*DONNÉES À TRAITER*
▼

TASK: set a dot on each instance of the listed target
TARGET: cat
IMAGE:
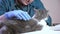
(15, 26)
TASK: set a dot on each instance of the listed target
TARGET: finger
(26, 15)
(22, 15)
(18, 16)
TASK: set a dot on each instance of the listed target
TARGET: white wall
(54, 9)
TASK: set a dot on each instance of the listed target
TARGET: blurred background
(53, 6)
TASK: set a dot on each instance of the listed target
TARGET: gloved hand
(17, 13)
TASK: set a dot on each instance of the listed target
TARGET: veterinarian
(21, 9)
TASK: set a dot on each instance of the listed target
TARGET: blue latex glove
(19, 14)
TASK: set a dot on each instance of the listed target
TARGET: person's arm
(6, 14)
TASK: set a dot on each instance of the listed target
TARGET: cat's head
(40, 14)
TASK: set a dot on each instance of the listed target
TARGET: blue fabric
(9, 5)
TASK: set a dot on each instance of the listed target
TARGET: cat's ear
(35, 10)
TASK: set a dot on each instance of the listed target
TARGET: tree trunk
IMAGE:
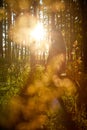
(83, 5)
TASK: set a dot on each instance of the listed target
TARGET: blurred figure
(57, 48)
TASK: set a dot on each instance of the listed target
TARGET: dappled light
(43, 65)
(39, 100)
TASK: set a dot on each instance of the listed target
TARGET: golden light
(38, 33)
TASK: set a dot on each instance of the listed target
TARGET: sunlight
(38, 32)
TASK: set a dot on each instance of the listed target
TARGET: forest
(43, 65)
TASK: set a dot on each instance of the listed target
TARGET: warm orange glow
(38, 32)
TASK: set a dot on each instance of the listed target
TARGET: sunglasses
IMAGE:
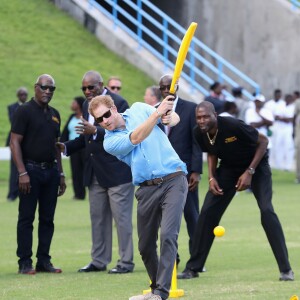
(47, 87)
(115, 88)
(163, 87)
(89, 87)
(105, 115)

▲
▼

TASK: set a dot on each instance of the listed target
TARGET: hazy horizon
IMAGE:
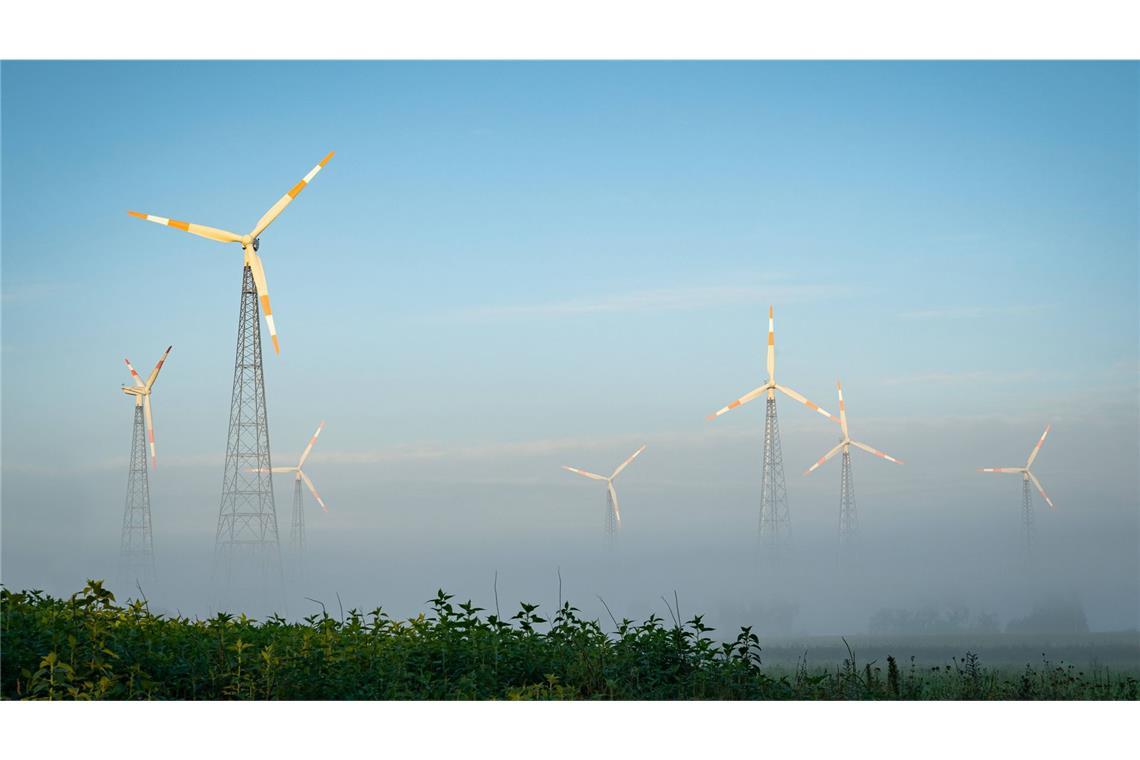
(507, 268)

▲

*CONSIGNE*
Rassemblez toutes les lignes du matériau ci-dessus où figure le mot « blurred ». La casse compte.

*RÉPONSE CORRECTE*
TARGET: blurred background
TARGET: blurred figure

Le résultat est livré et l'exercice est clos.